- _Required task_: Repeat every one of the items below word for word, keeping each line unchanged and in its original order.

═════ Provided material ═════

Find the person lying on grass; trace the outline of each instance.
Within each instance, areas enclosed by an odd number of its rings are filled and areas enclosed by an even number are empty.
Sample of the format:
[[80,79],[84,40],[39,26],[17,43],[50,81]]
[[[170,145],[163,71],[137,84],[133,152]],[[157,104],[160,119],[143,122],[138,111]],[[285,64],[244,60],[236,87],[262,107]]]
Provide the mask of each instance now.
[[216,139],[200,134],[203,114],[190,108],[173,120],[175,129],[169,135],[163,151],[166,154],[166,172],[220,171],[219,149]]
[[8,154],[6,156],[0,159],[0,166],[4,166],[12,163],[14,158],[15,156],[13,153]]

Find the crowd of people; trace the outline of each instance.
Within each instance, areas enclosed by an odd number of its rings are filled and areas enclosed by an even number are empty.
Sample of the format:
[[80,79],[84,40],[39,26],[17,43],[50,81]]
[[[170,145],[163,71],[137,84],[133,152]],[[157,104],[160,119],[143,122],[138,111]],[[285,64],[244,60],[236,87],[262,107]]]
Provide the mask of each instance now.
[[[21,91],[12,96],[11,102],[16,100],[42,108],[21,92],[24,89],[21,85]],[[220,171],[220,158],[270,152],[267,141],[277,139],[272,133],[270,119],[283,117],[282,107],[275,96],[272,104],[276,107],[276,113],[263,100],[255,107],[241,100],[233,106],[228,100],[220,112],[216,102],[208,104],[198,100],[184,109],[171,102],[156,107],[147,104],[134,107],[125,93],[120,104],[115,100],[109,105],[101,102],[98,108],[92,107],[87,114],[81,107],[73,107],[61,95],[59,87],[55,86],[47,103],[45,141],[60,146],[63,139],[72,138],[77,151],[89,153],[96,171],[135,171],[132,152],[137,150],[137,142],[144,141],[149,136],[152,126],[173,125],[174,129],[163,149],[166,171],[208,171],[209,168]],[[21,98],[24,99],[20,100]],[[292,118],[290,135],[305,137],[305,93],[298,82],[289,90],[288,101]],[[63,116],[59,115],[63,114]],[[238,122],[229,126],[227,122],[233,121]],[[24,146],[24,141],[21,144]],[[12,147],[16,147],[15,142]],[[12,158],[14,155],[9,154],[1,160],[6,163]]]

═════

- _In response_:
Find the person lying on grass; trace the outline of each instance.
Within each instance, areas enclosed by an odd number of its rings are filled and areas enclosed by an even number are empty.
Sample of the format:
[[80,79],[84,40],[39,26],[17,43],[50,81]]
[[[170,145],[163,71],[137,84],[133,152]],[[157,104],[160,119],[143,122],[138,111]],[[285,64],[244,60],[236,87],[262,107]]]
Provide the mask of each instance now.
[[216,139],[200,134],[203,114],[190,108],[173,120],[175,129],[169,135],[163,151],[166,154],[166,172],[220,171],[219,149]]
[[8,154],[6,156],[0,159],[0,166],[4,166],[12,163],[14,158],[15,156],[13,153]]

Find the crowd of people; trace the outline of each instance.
Within each instance, areas enclosed by an odd number of its rings are filled and areas enclosed by an even number are empty.
Sample of the format:
[[80,79],[84,40],[39,26],[17,43],[50,81]]
[[[170,145],[163,71],[137,84],[133,152]],[[157,104],[160,119],[143,122],[138,111]],[[285,64],[244,60],[236,87],[262,107]]]
Provide the mask of each instance now.
[[[21,91],[12,96],[11,102],[16,100],[42,108],[21,92],[24,89],[21,85]],[[220,171],[220,158],[270,152],[267,141],[277,139],[272,133],[270,119],[283,117],[282,107],[275,96],[272,104],[276,107],[276,113],[263,100],[255,107],[241,100],[233,106],[228,100],[220,112],[216,102],[208,104],[198,100],[184,109],[171,102],[156,107],[147,104],[134,107],[125,93],[120,104],[115,100],[109,105],[101,102],[98,108],[92,107],[87,114],[81,107],[73,107],[61,95],[59,87],[55,86],[47,103],[45,141],[60,146],[63,139],[72,138],[77,151],[89,153],[96,171],[135,171],[132,152],[137,150],[137,142],[144,141],[149,136],[152,126],[173,125],[174,129],[163,149],[166,171],[208,171],[209,168]],[[21,98],[24,99],[20,100]],[[292,118],[290,135],[305,137],[305,93],[298,82],[289,90],[288,101]],[[63,116],[59,115],[63,114]],[[238,122],[229,126],[227,122],[233,121]],[[24,146],[24,141],[21,144]],[[12,147],[16,147],[15,142]],[[12,158],[14,155],[9,154],[1,160],[6,163]]]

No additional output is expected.